Kaci Hickox and “Speaking Truth to Power”
I am living in Kathmandu Nepal right now, where I teach critical care nursing skills. We’re having an epidemic in Nepal – of heart disease. Don’t worry, you won’t catch it from me – I don’t smoke. We have no Ebola in Nepal.
In USA I sometimes teach the part of the curriculum where we discuss the idea of subservient nurses, and I often usually start off by asking the question: “Do nurses follow doctor’s orders?”
The answer may surprise you. If you want to talk about Kaci Hickox, subservient nurses, and the advocacy role, follow me below the orange piece of “police line – do not cross” tape, now laying in a heap in Aroostook County, Maine……
A Teachable moment for America
I’m writing this because we just went through a huge “teachable moment” for the nursing profession and the USA. In case you have been cowering in fear of Ebola under a rock, you know that the governor of New Jersey decided to make an example of the next health care worker returning from West Africa, and set up the New Jersey version of a “black site” – a tent inside a parking structure, with no running water or toilet. He then kidnapped a nurse named Kaci Hickox, and told the television audience that she was obviously ill. Evidently, Ms. Hickox’ mother was watching, and got upset. Ms. Hickox stood up for her rights – and the rest is history.

:: INSTRUCTIONS FOR THE TASK ::
Reproduce the stretch of the piece on Kaci Hickox from "I am living" through "Ebola in Nepal.", word for word. The data after this point is separate from the piece on Kaci Hickox above.

:: COLLECTED MATERIAL ::

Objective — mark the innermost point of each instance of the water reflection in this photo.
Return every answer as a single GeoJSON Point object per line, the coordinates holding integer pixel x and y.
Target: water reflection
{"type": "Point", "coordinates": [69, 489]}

:: EXERCISE RESULT ::
I am living in Kathmandu Nepal right now, where I teach critical care nursing skills. We’re having an epidemic in Nepal – of heart disease. Don’t worry, you won’t catch it from me – I don’t smoke. We have no Ebola in Nepal.